_Text passage_.
***
But for a limited time, the Julius Słowacki Theatrical Society returns to October 1933 to mount one more production of the great Aleksander Fredro's classic farce, Sweet Revenge, thanks to the good graces of Upstream Theater. Through a neat bit of magic, you'll understand Polish like a native so Fredro's story about warring neighbors makes perfect sense — the better to appreciate Fredro's rhymed verse. OK, so that magic is actually director Philip Boehm's marvelous translation, but even in English it trips along lightly.

Cześnik Maciej Ratusiewicz (Whit Reichert) is an aging nobleman who shares a castle with the notary Milczek (John Contini). The two are locked in a bitter feud that has made even a castle too small for both to occupy, and so each attempts to gain the upper hand. Maciej is choleric and ready to fight, while Milczek is more measured and prefers to use artfully crafted (some would say "exaggerated") legal documents to do his dirty work. For now, Maciej is content to wed again and gain the lands of the wealthy widow Hanna (Jane Paradise). He's no gentle pitcher of woo; for that he summons Papkin (John Bratkowski), an adventurer whose short stature belies his inflated opinion of himself, to plead his case to Hanna.

Waclaw (Pete Winfrey) comforts Klara (Caitlin Mickey). - PROPHOTOSTL.COM
  • PROPHOTOSTL.COM
  • Waclaw (Pete Winfrey) comforts Klara (Caitlin Mickey).
Papkin is the star of the show. Bratkowski got his start on stage as a child at the Julius Słowacki Theatrical Circle, and it's obvious the role of Papkin is a dream come true for him. His Papkin boasts like a lion, cringes like a mouse, antagonizes everyone he meets and rarely stops extolling his own greatness. There are no wasted moments while Papkin is onstage; whether stealing liquor in the background or writing a vainglorious will with all the seriousness of a child composing a last-minute essay, Bratkowski constantly hones his buffoonery.
***
_Recorded data_.

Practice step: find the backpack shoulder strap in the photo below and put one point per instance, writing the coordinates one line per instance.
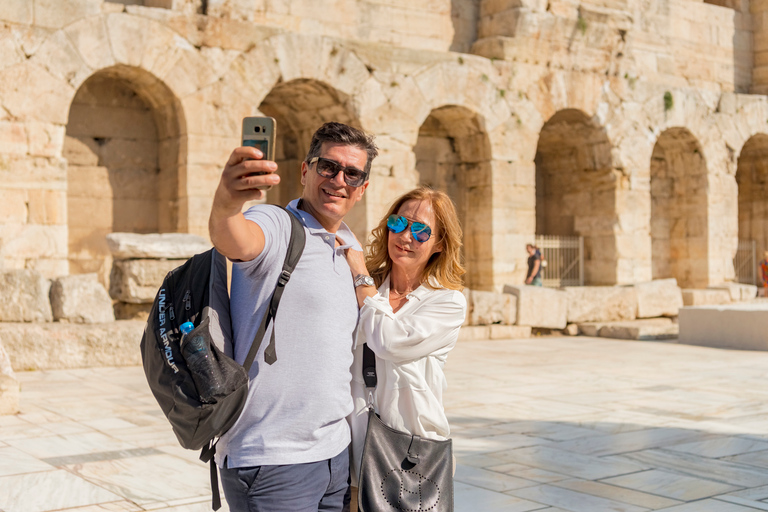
(292, 256)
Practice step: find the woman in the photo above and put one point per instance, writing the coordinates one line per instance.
(412, 321)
***
_The task_. In the review of Sweet Revenge, whom does Maciej summon to plead his case to Hanna? The lines stand apart from the text and are separate material.

_In response_. He summons Papkin, an adventurer played by John Bratkowski.